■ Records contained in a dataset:

** Begin **

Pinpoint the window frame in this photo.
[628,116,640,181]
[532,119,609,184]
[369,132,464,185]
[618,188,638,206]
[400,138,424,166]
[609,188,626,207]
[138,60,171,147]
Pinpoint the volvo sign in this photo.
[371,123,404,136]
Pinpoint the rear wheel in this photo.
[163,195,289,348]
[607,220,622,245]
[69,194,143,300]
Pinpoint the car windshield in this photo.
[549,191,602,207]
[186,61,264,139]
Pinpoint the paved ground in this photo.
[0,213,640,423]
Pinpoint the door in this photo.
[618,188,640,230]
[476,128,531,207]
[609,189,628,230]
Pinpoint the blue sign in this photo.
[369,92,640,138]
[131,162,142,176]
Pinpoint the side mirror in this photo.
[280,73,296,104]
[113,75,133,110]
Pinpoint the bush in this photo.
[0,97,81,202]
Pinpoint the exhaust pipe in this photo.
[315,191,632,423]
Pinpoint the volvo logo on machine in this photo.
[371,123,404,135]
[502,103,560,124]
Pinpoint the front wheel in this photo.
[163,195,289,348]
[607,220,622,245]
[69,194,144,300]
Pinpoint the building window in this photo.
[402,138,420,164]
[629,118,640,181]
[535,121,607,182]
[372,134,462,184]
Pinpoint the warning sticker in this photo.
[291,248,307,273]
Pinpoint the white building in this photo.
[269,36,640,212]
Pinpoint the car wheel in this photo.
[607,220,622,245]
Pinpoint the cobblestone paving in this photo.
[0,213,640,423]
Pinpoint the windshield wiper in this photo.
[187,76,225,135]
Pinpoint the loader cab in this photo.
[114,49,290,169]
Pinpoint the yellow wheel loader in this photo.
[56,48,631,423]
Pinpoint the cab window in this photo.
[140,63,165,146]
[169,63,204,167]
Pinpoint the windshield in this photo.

** End **

■ Your goal: Arrange every line of the data above as a numbered list, omitting any blank lines.

■ Written answer:
1. Pinpoint the window frame in this photo.
2. [628,116,640,181]
3. [532,119,609,184]
4. [369,132,464,185]
5. [618,188,638,206]
6. [400,138,424,166]
7. [609,188,626,207]
8. [138,60,171,147]
9. Pinpoint the volvo sign in this photo.
10. [371,123,404,136]
11. Pinpoint the rear wheel in this photo.
12. [163,195,289,348]
13. [607,220,622,245]
14. [69,194,143,300]
15. Pinpoint the car windshield in this photo.
16. [549,191,602,207]
17. [186,61,264,139]
18. Pinpoint the paved ground in this photo.
19. [0,213,640,423]
20. Pinpoint the door in this photo.
21. [618,188,640,230]
22. [476,128,531,207]
23. [609,189,628,230]
24. Pinpoint the blue sign in this photo.
25. [369,92,640,138]
26. [131,162,142,176]
27. Pinpoint the side mirror in this photo.
28. [280,73,296,104]
29. [113,75,133,110]
30. Pinpoint the bush in this photo.
31. [0,97,81,202]
32. Pinpoint the exhaust pipe in this photo.
33. [315,191,632,423]
34. Pinpoint the volvo logo on machine in this photo.
35. [371,123,404,135]
36. [502,103,560,124]
37. Pinpoint the front wheel in this photo.
38. [163,195,289,348]
39. [607,220,622,245]
40. [69,194,144,300]
41. Pinpoint the building window in this photo.
42. [402,138,420,164]
43. [629,118,640,181]
44. [535,121,607,182]
45. [372,134,462,184]
46. Pinpoint the warning sticker in this photo.
47. [291,248,307,273]
48. Pinpoint the white building in this photo.
49. [269,36,640,212]
50. Pinpoint the car wheel in this photo.
51. [607,220,622,245]
52. Pinpoint the cobblestone paving in this photo.
53. [0,213,640,423]
54. Pinpoint the windshield wiper in this photo.
55. [187,76,225,135]
56. Pinpoint the loader cab in this photo.
57. [114,49,290,169]
58. Pinpoint the yellow wheel loader in this photo.
59. [56,48,631,423]
60. Pinpoint the cab window in this photo.
61. [140,63,165,146]
62. [169,63,204,167]
63. Pinpoint the windshield in this photo.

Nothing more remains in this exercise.